*INPUT DATA*
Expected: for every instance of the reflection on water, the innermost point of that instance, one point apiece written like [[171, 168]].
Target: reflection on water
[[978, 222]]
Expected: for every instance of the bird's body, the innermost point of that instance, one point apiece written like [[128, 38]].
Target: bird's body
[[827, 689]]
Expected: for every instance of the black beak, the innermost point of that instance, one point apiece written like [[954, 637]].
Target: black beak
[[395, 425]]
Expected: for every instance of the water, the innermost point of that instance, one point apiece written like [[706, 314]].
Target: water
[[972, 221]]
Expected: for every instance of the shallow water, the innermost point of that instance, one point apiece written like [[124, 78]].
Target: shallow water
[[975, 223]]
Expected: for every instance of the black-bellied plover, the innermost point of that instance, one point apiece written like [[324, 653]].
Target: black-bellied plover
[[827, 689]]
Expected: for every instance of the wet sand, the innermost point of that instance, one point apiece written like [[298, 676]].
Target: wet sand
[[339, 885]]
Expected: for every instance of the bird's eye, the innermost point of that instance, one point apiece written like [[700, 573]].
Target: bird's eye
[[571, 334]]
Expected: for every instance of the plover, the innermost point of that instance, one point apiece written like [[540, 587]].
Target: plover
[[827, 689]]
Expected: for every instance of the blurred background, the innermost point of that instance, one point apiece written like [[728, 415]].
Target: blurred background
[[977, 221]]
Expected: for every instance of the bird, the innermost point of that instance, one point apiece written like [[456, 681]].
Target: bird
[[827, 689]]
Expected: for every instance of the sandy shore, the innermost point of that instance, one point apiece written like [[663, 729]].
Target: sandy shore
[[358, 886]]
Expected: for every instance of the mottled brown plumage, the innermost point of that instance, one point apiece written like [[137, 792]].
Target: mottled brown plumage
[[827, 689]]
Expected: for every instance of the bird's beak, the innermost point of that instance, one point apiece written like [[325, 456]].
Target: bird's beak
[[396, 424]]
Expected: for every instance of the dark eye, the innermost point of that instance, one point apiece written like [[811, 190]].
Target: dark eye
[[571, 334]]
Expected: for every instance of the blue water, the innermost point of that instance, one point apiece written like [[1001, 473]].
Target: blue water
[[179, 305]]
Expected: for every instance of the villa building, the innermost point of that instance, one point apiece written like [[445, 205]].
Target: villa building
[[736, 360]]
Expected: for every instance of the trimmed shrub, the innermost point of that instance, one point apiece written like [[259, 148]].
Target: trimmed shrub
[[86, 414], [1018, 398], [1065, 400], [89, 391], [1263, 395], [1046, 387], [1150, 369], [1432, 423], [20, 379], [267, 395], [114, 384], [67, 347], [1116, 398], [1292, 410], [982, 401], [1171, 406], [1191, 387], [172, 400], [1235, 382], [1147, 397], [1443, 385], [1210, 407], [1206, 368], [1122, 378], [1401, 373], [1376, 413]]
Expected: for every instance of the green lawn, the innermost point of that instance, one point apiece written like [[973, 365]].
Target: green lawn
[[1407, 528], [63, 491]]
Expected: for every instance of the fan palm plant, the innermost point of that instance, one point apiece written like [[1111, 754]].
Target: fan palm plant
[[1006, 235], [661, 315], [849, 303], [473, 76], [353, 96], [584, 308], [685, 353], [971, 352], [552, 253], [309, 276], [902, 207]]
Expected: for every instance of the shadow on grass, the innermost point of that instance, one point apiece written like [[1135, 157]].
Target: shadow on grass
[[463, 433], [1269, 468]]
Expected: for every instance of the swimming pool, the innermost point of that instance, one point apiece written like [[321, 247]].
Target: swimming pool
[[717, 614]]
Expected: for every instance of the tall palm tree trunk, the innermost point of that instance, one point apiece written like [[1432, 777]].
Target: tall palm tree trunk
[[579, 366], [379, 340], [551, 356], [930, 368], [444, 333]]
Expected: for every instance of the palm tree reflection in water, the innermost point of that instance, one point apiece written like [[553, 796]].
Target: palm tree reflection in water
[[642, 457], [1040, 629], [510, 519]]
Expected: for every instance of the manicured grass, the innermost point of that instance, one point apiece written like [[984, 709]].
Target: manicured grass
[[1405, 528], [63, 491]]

*PROBLEM TO SOLVE*
Copy out all of the listing, exactly as it reads.

*OUTPUT OF THE TASK*
Expected: for every instance of the reflection on water, the innermost point of that instance, one point apiece written like [[171, 168]].
Target: reflection on water
[[978, 222]]
Expected: for every instance of the bird's body, the innermost point of that instance, one point apiece written like [[128, 38]].
Target: bird's body
[[827, 689]]
Expected: for every instance of the black beak, the innermost point of that instance, one point apiece written like [[954, 637]].
Target: black beak
[[395, 425]]
Expected: for every instance of the water, the innermost point of that instance, one point apiece written like [[706, 314]].
Target: water
[[972, 221]]
Expected: for every instance of the shallow water, the innermost point of that instance, one point apiece written like [[124, 78]].
Target: shallow water
[[975, 223]]
Expected: for every instance of the black-bellied plover, the innermost point of that instance, one point apiece written like [[324, 653]].
Target: black-bellied plover
[[827, 689]]
Expected: for every instance of the wet sand, the innermost point of that instance, one point apiece written like [[298, 676]].
Target: wet sand
[[339, 885]]
Expected: for every instance of the bird's eye, the innermost point of that instance, one point apiece written like [[700, 573]].
Target: bird's eye
[[571, 334]]
Expected: for every instance of the plover, the innermost point of that instance, one point apiece written like [[540, 587]].
Target: plover
[[827, 689]]
Expected: for every instance of the blurred background, the innermost point of that instance, one point apiece written like [[728, 415]].
Target: blurred background
[[977, 221]]
Expected: for every instance of the bird, the innermost point of that instance, one point apiece written like [[456, 681]].
Target: bird
[[827, 689]]
Expected: for every instance of the sandy shore, the innermost point of that instance, one point apiece written like [[663, 729]].
Target: sandy shore
[[358, 886]]
Expected: for every instance of the mottled brown plumage, the innermost point of that instance, one point apiece written like [[137, 792]].
Target: mottled brown plumage
[[827, 689]]
Expected: for every instance of the bird's beak, the innermost point of that instance, one point apiece written like [[325, 456]].
Target: bird's beak
[[396, 424]]
Expected: for every instance of the dark eye, the innermost point of that instance, one point apiece written like [[811, 190]].
Target: dark eye
[[571, 334]]
Expected: for every instance of the blue water, the innermost point of that instance, one point apiece written like [[1001, 473]].
Target: blue water
[[179, 305]]
Expected: for every instance of the villa building, the innermost point of that instance, one point apiece written like [[445, 205]].
Target: villa building
[[736, 360]]
Expected: for every instance of the trimmed shrub, the innermost point of that instance, one point apiece written like [[259, 148]].
Target: trimmed shrub
[[86, 414], [1018, 398], [1065, 400], [89, 391], [1263, 395], [1046, 387], [1150, 369], [1432, 423], [20, 379], [267, 395], [114, 384], [67, 347], [1116, 398], [1292, 410], [982, 401], [1171, 406], [1191, 387], [172, 400], [1235, 382], [1147, 397], [1443, 385], [1210, 407], [1206, 368], [1122, 378], [1401, 373], [1376, 413]]
Expected: for every instance of the green lawn, the innermost point of that instance, one point apiece written like [[973, 365]].
Target: green lawn
[[1407, 528], [63, 491]]
Expected: for every instance of the fan palm plant, the innermost point of that instance, one point apiece written like [[1111, 754]].
Target: fan palm plant
[[1006, 235], [661, 315], [849, 303], [473, 76], [353, 96], [584, 308], [685, 353], [971, 352], [552, 253], [309, 276], [902, 207]]
Expected: for every instance of the shadow on grass, the innermost point of that instance, one point apiece written like [[1135, 157]].
Target: shadow on grass
[[463, 433], [1269, 468]]
Expected: for every instance of the swimming pool, the innermost point of that instance, one point apiece written like [[321, 247]].
Target: swimming pool
[[717, 614]]
Expected: for every instance of the tall palm tree trunk, the innermost point of that instance, one point apiece written like [[1432, 777]].
Target: tall palm tree trunk
[[579, 366], [379, 340], [551, 356], [930, 368], [444, 333]]
Expected: for every instance of the palm tree reflection in water, the innermost point of that instance, one point apiece written like [[553, 796]].
Target: palm tree reflection in water
[[642, 457], [1040, 629], [510, 519]]
Expected: for every instance of the manicured grass, the innermost point of that instance, one point apiece written like [[984, 709]].
Target: manicured grass
[[1405, 528], [63, 491]]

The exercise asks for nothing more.